### Instruções e requisitos
Com base no texto sobre reorganizações societárias, responda, por favor:
(a) Quais duas leis regulamentam a incorporação, a fusão e a cisão?
(b) Na incorporação, qual empresa continua existindo?
(c) Na cisão parcial, o que acontece com a sociedade cindida?

### Seção do texto
----------

As reorganizações societárias são alterações nas estruturas das empresas planejadas pelos seus sócios ou acionistas que podem visar, por exemplo, o crescimento, a modernização, a adaptação à novos contextos, promoção da inovação, ou desenvolvimento de um novo produto ou negócio. Neste trabalho pretendemos analisar a transferência de empregados no contexto destas reorganizações societárias.


O Código Civil (Lei nº 10.406/2002) (“CC”) e a Lei das Sociedades Anônimas (Lei nº 6.404/1976) (“Lei das S.A.”) regulamentam algumas modalidades de operação societárias, dentre as quais destacamos a incorporação, fusão e cisão, que entre diversos outros efeitos jurídicos, podem implicar em sucessão trabalhista, que será abordada neste trabalho.


De forma sintética, pode-se conceituar que incorporação é a operação na qual uma ou mais empresas são englobadas/absorvidas por uma empresa já existente, que pode inclusive ter sido criada para este fim. Esta empresa, dita incorporadora, assumirá todos os direitos e obrigações da(s) sociedade(s) incorporada(s). Nesta hipótese, somente a incorporadora continuará existindo e administrará todos os ativos e passivos da(s) incorporada(s).


Já a fusão é uma operação societária por meio da qual uma ou mais sociedades se unem para fundar uma nova empresa, que lhes sucederá nos diretos e obrigações. Assim, a nova sociedade assume os passivos e ativos das empresas fundidas, que deixam de existir.


Por fim, a cisão é a operação societária pela qual uma empresa transfere parte de seus ativos para uma ou mais sociedades, já constituídas ou não. A cisão poderá ser total, hipótese em que a empresa cindida é extinta e as empresas que absorvem uma parcela do patrimônio a sucedem em seus direitos obrigações da sociedade cindida. A cisão também poderá ser parcial, mantendo a sociedade cindida em funcionamento com os ativos remanescentes. Nessa hipótese, a sociedade que absorve uma parcela da sociedade cindida sucede nos seus direitos e obrigações relativos à parte que for absorvida.

----------

Trechos de dados de apontamento
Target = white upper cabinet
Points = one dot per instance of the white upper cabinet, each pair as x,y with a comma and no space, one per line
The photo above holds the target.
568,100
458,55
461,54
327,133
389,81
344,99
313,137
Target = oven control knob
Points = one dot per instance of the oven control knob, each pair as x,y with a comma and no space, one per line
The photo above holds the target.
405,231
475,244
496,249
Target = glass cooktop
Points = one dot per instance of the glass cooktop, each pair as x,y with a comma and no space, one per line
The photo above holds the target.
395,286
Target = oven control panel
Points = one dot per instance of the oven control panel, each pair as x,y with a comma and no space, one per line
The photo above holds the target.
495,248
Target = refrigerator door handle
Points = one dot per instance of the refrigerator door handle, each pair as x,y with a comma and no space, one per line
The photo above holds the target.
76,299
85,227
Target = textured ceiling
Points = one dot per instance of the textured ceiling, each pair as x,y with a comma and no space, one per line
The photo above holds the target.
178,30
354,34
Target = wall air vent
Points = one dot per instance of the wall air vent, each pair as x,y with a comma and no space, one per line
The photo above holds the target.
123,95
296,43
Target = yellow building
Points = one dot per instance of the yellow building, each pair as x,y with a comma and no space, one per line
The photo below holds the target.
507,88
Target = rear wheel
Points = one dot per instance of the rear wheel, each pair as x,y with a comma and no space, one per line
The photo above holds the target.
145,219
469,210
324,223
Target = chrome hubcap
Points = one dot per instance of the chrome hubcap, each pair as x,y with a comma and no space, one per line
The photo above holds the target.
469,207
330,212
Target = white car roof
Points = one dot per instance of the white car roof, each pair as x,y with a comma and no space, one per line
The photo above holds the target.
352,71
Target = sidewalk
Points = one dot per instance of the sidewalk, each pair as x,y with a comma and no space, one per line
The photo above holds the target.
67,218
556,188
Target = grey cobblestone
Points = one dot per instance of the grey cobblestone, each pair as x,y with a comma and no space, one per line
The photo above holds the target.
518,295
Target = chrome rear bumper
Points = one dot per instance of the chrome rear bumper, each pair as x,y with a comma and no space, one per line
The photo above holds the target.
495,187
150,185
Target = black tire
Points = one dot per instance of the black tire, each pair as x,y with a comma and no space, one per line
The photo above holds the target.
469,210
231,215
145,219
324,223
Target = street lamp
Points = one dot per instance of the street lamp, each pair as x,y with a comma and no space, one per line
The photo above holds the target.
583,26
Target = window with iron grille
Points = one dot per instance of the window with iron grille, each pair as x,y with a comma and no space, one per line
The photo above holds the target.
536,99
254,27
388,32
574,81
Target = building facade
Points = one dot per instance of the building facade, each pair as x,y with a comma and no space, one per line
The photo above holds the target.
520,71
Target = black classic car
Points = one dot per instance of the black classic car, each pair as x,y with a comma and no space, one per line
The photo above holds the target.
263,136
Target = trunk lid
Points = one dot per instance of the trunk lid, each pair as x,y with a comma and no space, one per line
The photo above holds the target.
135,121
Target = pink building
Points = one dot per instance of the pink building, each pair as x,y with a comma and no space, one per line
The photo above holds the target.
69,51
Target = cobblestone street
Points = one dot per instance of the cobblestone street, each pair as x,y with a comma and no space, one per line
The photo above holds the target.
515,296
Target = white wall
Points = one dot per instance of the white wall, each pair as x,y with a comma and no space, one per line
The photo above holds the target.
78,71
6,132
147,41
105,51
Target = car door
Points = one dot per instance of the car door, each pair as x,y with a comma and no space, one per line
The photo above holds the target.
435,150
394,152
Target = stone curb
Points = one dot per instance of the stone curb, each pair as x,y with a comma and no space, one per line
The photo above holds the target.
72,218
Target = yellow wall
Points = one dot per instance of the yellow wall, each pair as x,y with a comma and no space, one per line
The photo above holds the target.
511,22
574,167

----------

### Solução escrita
(a) O Código Civil (Lei nº 10.406/2002) e a Lei das Sociedades Anônimas (Lei nº 6.404/1976).
(b) Somente a incorporadora.
(c) Ela se mantém em funcionamento com os ativos remanescentes.